ENTRIES PROVIDED START
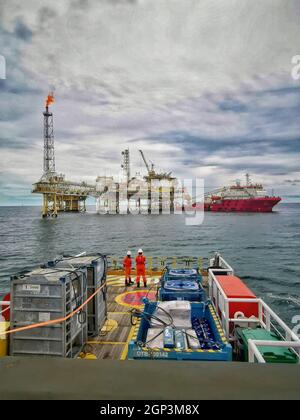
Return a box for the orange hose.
[0,306,9,315]
[4,282,106,335]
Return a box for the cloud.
[14,19,33,41]
[0,0,300,204]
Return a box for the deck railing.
[208,254,234,275]
[208,267,300,363]
[248,340,300,364]
[107,255,204,273]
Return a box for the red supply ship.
[194,174,281,213]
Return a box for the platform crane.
[138,150,175,181]
[138,150,156,178]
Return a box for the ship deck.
[1,357,300,400]
[87,273,162,360]
[1,271,300,400]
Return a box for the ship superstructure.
[203,174,281,212]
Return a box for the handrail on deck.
[207,262,300,362]
[248,340,300,364]
[209,255,234,274]
[107,255,204,272]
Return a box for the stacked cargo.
[10,267,87,358]
[48,254,107,336]
[158,267,204,302]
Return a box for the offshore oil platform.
[32,94,96,217]
[32,94,185,218]
[95,148,183,215]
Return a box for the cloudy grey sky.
[0,0,300,205]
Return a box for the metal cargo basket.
[10,267,88,358]
[47,253,107,336]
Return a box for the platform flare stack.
[32,93,96,218]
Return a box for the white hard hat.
[138,248,143,254]
[127,250,131,256]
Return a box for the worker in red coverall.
[123,251,134,286]
[135,248,147,288]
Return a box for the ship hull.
[204,197,281,212]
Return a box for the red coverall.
[123,256,132,285]
[135,255,147,286]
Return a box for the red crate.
[215,275,258,318]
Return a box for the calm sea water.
[0,203,299,326]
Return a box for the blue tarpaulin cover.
[168,269,198,277]
[164,280,199,291]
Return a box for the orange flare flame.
[45,92,54,107]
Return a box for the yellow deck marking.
[208,304,228,344]
[107,280,125,286]
[99,318,118,333]
[109,281,131,287]
[107,277,159,287]
[120,322,140,361]
[108,311,130,315]
[107,275,159,281]
[107,278,123,282]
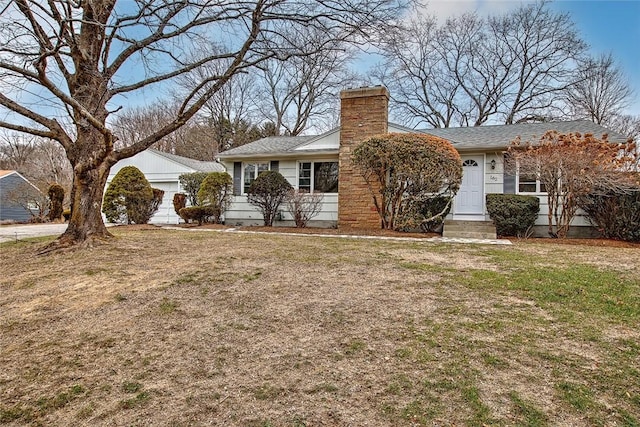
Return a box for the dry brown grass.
[0,227,639,426]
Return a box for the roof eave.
[218,149,339,161]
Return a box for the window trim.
[242,161,270,194]
[515,165,547,195]
[296,160,339,194]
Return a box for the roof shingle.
[149,149,225,172]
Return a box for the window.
[298,161,338,193]
[463,159,479,167]
[243,162,269,193]
[517,172,546,193]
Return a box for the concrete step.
[442,220,497,239]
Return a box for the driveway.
[0,224,68,243]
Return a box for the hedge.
[486,194,539,238]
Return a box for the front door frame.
[453,153,485,220]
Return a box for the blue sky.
[551,0,640,114]
[422,0,640,115]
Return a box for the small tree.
[173,193,187,220]
[144,188,165,223]
[352,133,462,230]
[507,131,638,238]
[286,190,324,228]
[179,172,209,206]
[247,171,293,226]
[197,172,233,224]
[47,183,65,221]
[102,166,154,224]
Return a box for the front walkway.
[162,226,512,245]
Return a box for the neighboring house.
[0,170,42,222]
[106,149,225,224]
[218,86,628,235]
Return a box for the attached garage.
ENTRIES PROVIDED END
EXERCISE AIM: Pictures stay out; everything else in the records above gets copied exactly.

ANSWER TO THIS PROBLEM:
Return a box for the orange hose.
[0,306,9,315]
[4,282,106,335]
Return a box for the cloud.
[14,19,33,41]
[0,0,300,204]
Return a box for the deck railing.
[208,254,234,275]
[208,267,300,363]
[248,340,300,364]
[107,255,204,273]
Return a box for the red supply ship.
[194,174,281,213]
Return a box for the platform crane.
[138,150,175,181]
[138,150,156,178]
Return a box for the ship deck.
[1,357,300,400]
[87,273,162,360]
[1,271,300,400]
Return a box for the ship superstructure.
[203,174,281,212]
Return a box for the handrail on deck.
[207,262,300,362]
[248,340,300,364]
[209,255,234,274]
[107,255,204,272]
Return a box for the stacked cargo.
[10,267,87,358]
[48,254,107,336]
[158,267,204,302]
Return a box for the offshore oil platform.
[32,94,96,217]
[32,94,185,218]
[95,148,183,215]
Return a box for the cloudy grey sky.
[0,0,300,205]
Return a box for the metal cargo basket.
[10,267,88,358]
[47,253,107,336]
Return a box for the platform flare stack.
[32,93,96,218]
Return a box for the white hard hat.
[138,248,143,254]
[127,250,131,256]
Return a box for the worker in red coverall.
[123,251,134,286]
[135,248,147,288]
Return a box for the ship hull.
[204,197,281,212]
Return a box for the red coverall.
[123,256,132,285]
[135,255,147,286]
Return a box for the red crate.
[215,275,258,318]
Return a box for the calm sea water.
[0,203,299,326]
Return a box for the blue tarpaulin cover.
[168,269,198,277]
[164,280,199,291]
Return a box for the orange flare flame.
[45,92,54,107]
Return a box for the yellow deck marking.
[208,304,228,344]
[107,280,125,286]
[99,318,118,333]
[109,281,131,287]
[107,277,159,287]
[120,322,140,361]
[108,311,130,315]
[107,275,159,281]
[107,278,123,282]
Return a box for the dry brown grass.
[0,227,639,426]
Return a box for the roof eave.
[218,149,339,161]
Return a box for the window trim.
[242,161,270,194]
[515,165,547,195]
[296,160,339,194]
Return a box for the roof shingle.
[149,149,225,172]
Return a box for the window.
[298,161,338,193]
[463,159,479,167]
[243,162,269,193]
[517,172,546,193]
Return a box for the concrete step.
[442,220,497,239]
Return a box for the driveway.
[0,224,68,243]
Return a box for the hedge.
[486,194,539,238]
Return a box for the front door frame.
[453,153,485,220]
Return a box for the blue sky.
[551,0,640,114]
[422,0,640,115]
Return a box for the small tree.
[173,193,187,220]
[144,188,165,223]
[352,133,462,230]
[507,131,638,238]
[286,190,324,228]
[179,172,209,206]
[247,171,293,226]
[197,172,233,224]
[47,183,65,221]
[102,166,154,224]
Return a box for the front walkway.
[162,226,512,245]
Return a box for the neighboring house.
[0,170,42,222]
[106,149,225,224]
[218,86,628,235]
Return a box for the attached garage.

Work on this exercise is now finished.